Natural language region descriptions:
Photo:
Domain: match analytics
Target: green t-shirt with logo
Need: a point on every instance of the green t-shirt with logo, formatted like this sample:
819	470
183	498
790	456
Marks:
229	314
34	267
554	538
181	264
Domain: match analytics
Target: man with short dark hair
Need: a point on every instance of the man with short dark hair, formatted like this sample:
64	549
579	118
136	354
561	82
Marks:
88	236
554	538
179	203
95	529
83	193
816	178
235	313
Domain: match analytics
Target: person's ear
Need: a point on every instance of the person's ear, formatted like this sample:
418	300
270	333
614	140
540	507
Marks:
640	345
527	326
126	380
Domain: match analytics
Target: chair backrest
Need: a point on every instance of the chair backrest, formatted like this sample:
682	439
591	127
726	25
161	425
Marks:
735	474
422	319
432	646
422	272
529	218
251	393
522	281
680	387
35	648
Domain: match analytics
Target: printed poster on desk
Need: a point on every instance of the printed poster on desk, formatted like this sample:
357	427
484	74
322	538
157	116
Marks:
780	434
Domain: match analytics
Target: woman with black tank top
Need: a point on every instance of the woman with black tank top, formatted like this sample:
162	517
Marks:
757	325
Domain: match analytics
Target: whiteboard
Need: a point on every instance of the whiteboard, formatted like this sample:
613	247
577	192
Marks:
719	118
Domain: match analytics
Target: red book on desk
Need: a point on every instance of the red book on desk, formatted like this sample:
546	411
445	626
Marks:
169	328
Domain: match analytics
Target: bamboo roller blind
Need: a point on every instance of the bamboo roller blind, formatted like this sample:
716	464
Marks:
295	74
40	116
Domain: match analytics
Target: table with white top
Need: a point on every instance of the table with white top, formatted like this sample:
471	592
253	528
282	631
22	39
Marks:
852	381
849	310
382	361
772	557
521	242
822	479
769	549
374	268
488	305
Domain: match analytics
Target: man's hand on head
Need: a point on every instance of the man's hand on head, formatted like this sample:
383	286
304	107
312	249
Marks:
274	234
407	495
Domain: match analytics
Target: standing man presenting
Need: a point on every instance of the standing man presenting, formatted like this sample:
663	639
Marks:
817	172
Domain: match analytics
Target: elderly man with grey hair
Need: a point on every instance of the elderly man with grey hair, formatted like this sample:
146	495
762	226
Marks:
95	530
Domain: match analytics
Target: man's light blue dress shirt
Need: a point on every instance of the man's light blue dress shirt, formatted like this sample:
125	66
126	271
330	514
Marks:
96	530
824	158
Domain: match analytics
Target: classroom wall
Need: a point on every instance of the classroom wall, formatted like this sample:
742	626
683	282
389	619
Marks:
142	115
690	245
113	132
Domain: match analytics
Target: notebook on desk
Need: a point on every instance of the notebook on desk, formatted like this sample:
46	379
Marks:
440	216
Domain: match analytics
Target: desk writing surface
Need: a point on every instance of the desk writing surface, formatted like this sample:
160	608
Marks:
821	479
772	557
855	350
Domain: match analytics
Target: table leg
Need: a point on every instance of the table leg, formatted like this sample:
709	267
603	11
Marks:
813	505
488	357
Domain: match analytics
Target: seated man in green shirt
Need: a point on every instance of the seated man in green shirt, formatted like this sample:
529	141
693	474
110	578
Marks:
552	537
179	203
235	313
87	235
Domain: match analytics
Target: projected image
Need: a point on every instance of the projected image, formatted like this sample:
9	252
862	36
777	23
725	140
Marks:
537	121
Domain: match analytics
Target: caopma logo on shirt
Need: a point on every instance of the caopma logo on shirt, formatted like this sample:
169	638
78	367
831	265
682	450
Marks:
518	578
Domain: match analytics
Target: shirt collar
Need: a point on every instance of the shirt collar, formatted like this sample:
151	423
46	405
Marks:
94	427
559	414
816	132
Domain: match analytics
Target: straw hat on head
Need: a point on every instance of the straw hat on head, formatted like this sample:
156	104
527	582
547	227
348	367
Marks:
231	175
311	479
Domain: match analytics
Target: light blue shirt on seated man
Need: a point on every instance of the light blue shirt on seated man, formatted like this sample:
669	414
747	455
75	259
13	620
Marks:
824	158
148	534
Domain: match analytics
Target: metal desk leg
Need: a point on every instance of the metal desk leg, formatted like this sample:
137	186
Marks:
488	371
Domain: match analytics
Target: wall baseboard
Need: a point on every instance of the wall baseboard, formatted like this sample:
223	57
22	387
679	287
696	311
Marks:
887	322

The task –
All of the records need to be returned exactly as they are.

Exercise output –
Photo:
Domain: match analytics
Target: green t-shirt with logo
Need: a point on every instance of the green t-shirt with logo, formatted like this sample:
819	470
183	498
790	456
Marks:
229	314
34	267
554	538
181	264
Domain: match analytics
Target: man with short dark hair
Need: a point on every instance of the man with short dark hair, formatted like this sample:
64	549
579	118
136	354
561	82
Marks:
88	236
554	538
179	203
95	529
83	193
816	178
235	313
Domain: match analytics
Target: person's ear
Need: a point on every instance of the person's ear, formatted like this sample:
418	300
270	333
614	140
540	507
Marks:
640	345
527	326
126	380
Domain: match analytics
Target: chair backrest
Need: a point on every instance of the chair backrest, formatted like this sample:
682	439
591	127
726	25
161	425
Marks:
735	474
422	319
432	646
422	272
529	218
251	393
522	281
680	387
35	648
Domain: match analytics
Target: printed poster on desk
Need: a point on every instance of the printed poster on desk, formatted like this sample:
357	427
484	74
322	538
157	116
Marks:
780	434
Domain: match analytics
Target: woman with black tank top
Need: a point on every instance of the woman with black tank top, formatted like this sample:
162	517
Marks:
757	325
Domain: match analytics
Target: whiteboard
Need: a point on every instance of the whiteboard, formatted like this sample:
613	247
577	192
Marks:
719	118
Domain: match analytics
Target: red book on desk
Need: a point on every instance of the red book on desk, formatted like this sample:
546	411
445	626
Marks:
169	328
Domain: match analytics
Target: bamboo roller blind
Need: a point on every instance of the bamboo roller blind, formatted like this sample:
716	464
Marks:
295	74
40	116
Domain: match analytics
Target: table with white top
Need: a point on every instance of the table with white top, formatted like this sample:
471	592
253	528
282	631
22	39
Marks:
852	381
849	310
382	361
772	557
521	242
822	479
769	549
374	268
488	305
Domain: match analytics
Target: man's hand on head
Need: a point on every instance of the man's hand on head, formatted like this sample:
383	286
304	107
312	249
Marks:
274	234
407	495
Domain: match analytics
Target: standing man presenting
Need: a point on every instance of the standing man presenting, formatted like this sample:
663	639
Marks:
817	172
Domain: match analytics
Target: elderly man with grey hair
Need: a point on every instance of the elderly man with grey hair, formatted like this sample:
146	495
762	226
Marks:
95	530
Domain: match analytics
Target: man's light blue dress shirt
Need: a point on every instance of the man's light blue dress shirt, formatted like this sample:
125	66
126	271
330	514
Marks:
96	530
824	158
Domain: match analytics
Target: classroom wall
Need: a point on every instance of the classroom wall, formatted like this sample:
742	626
683	282
389	619
Marks:
142	115
690	245
113	132
Domain: match analytics
Target: notebook on desk
Need: a point on every instance of the notebook on desk, formatted like this sample:
46	379
Marks:
440	216
Domain: match analytics
Target: desk writing surface
Need: a point on every instance of the desk writing surface, formatted like this sample:
160	608
Marks:
821	479
772	557
855	350
Domain: match analytics
Target: table leg
Need: a point on every instance of the table leg, formatted like this sample:
709	267
603	11
Marks:
813	505
488	357
Domain: match analytics
Target: seated man in green shirt
Need: a point on every instance of the seated man in green shirt, formatted like this sample:
529	141
693	474
110	578
Marks:
552	537
179	203
235	313
87	235
Domain: match analytics
Target: projected image
Need: a point on every instance of the projected image, formatted like this sample:
9	252
862	36
777	23
725	140
Marks:
537	121
Domain: match analytics
Target: caopma logo on shirt
Need: a point on every instance of the caopma logo on shirt, formatted like this sample:
169	638
78	367
831	265
682	450
Marks:
518	578
Domain: match analytics
Target: shirt collar
Need: a point on every instance of the shirt collar, formatted like this sample:
151	423
46	405
Marks:
94	427
559	414
816	132
Domain: match analytics
Target: straw hat on head
Need: a point on every instance of the straw hat on head, formatted like this sample:
156	104
527	582
547	227
348	367
Marks:
231	175
311	479
Domain: match analytics
Target: light blue shirt on seated man
Need: a point on every instance of the light blue shirt on seated man, formatted like this sample:
669	414
747	455
75	259
13	620
Marks:
824	158
148	534
Domain: match analytics
Target: metal desk leg
Need: a point on every instance of the metal desk leg, formatted like this sample:
137	186
Marks:
488	371
Domain: match analytics
Target: wall baseboard
Need: a point on every instance of the wall baseboard, formatted like this sample:
223	57
22	387
679	287
696	311
Marks:
887	322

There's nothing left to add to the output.